To do: Render every line of the items as a numbered list, omitting any blank lines.

>> start Working data

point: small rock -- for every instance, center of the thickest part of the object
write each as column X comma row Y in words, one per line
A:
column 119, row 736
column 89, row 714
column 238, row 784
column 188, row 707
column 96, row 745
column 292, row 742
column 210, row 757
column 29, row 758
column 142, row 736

>> end Working data

Exercise answer:
1. point: small rock -- for every instance, center of the thickest part of the object
2. write each as column X comma row Y in words, one per line
3. A:
4. column 119, row 736
5. column 89, row 714
6. column 238, row 784
7. column 188, row 707
8. column 96, row 745
9. column 292, row 742
10. column 210, row 757
11. column 29, row 758
12. column 142, row 736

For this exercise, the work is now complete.